[Opening EXCERPTED TEXT section]

But Exubera simplifies matters: it doesn’t hurt to take it and while glucose monitoring is recommended on the label, it probably isn’t necessary for those patients simply taking low doses of mealtime insulin, not a full basal-and-mealtime insulin regimen.

Curtiss notes that one of Pfizer’s pivotal studies did pit Exubera against Avandia in uncontrolled Type 2 diabetics—and found that Exubera did better at getting patients to the requisite levels of hemoglobin A1c. And since many Type 2 patients are not well controlled, Pfizer can position the drug as a safer, more effective alternative to orals—a vastly larger market. Moreover, Pfizer will have fewer competitive glitazone reps to worry about: Lilly will stop selling Actos in September according to its contract with Takeda (on the other hand, the same reps will probably be selling Byetta, which is also competitive to Exubera).

Certainly there’s some support on Wall Street for the idea that Exubera’s gain could be the glitazone’s loss—though not a lot of support, and the support there is isn’t direct. For example, the big news from Cowen & Co.’s survey of 600 diabetics wasn’t the new drug’s threat to the glitazones, but that Exubera would take a bigger than expected chunk of the current insulin market. Despite the fact that they’d still have to take daily injections of basal insulin, Type 1 diabetics said they would probably switch to Exubera for mealtime uses.

But the survey also found that Type 2 diabetics not currently on insulin—the patients directly representative of the glitazaone market—would be willing to take Exubera: 94% of the 200 surveyed said they’d "probably" or "definitely" begin taking insulin earlier than they would if they only had injectable insulin available (See Exhibit 2). The open questions: how much of that glitazone market do those "probablys" and "definitelys" represent? And how aggressively would managed care try to switch uncontrolled diabetics from the glitazones to Exubera?

Right now the smart money is betting "not much" to the first and "not aggressively" to the second. Notes one major fund manager: very few analysts are "estimating this drug will do more than $1-2 billion. And with Exubera’s expected pricing, you can get to that level of sales simply by converting insulin users." He continues: "Maybe a few oral users will convert—but it will be those on the margin." Agrees James Flynn at Deerfield Partners: While "most people with Type 2 diabetes are not well controlled…there is no evidence that our health care system can effectively manage the treatment of diabetes. The US is just about the worst [country] in the world with an average time to insulin therapy, which is indeed much cheaper and much more effective than glitazones….No one can get diabetics in the US to do anything they don’t feel like doing and there are no system incentives that are likely to change that." Indeed, he goes on, "there are no good examples of where managed care has swung a big enough axe in a market like this to really move share in a meaningful way."

[Closing EXCERPTED TEXT section]
[Opening EXCERPTED DATA section]

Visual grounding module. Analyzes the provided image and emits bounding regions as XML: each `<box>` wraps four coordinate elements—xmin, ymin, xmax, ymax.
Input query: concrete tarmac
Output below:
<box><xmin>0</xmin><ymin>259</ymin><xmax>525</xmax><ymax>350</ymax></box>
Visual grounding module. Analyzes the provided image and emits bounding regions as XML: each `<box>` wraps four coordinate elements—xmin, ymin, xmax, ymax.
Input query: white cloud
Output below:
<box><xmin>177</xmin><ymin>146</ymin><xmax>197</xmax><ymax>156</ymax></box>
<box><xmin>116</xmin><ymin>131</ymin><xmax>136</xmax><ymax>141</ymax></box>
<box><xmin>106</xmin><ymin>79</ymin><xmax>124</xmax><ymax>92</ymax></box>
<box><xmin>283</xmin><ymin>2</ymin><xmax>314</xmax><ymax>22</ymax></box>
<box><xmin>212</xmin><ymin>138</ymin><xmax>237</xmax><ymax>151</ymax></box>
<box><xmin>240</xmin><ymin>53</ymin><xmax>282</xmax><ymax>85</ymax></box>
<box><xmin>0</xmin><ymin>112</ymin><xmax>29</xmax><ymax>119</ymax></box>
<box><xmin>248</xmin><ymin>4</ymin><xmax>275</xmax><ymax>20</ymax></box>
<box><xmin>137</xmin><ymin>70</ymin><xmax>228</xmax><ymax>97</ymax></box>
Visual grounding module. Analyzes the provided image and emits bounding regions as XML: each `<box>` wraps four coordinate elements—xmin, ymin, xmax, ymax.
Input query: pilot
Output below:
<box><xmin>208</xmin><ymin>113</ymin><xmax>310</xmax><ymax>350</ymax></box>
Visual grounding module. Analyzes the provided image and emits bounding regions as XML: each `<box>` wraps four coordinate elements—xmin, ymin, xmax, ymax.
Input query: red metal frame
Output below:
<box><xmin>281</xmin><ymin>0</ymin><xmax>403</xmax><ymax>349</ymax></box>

[Closing EXCERPTED DATA section]

**WORK TASK**
Update the passage on Exubera: write it out again starting at the words "But Exubera simplifies" and ending after "competitive to Exubera).", with "reps" replaced by "sales representatives".

**RESPONSE TO THE TASK**
But Exubera simplifies matters: it doesn’t hurt to take it and while glucose monitoring is recommended on the label, it probably isn’t necessary for those patients simply taking low doses of mealtime insulin, not a full basal-and-mealtime insulin regimen.

Curtiss notes that one of Pfizer’s pivotal studies did pit Exubera against Avandia in uncontrolled Type 2 diabetics—and found that Exubera did better at getting patients to the requisite levels of hemoglobin A1c. And since many Type 2 patients are not well controlled, Pfizer can position the drug as a safer, more effective alternative to orals—a vastly larger market. Moreover, Pfizer will have fewer competitive glitazone sales representatives to worry about: Lilly will stop selling Actos in September according to its contract with Takeda (on the other hand, the same sales representatives will probably be selling Byetta, which is also competitive to Exubera).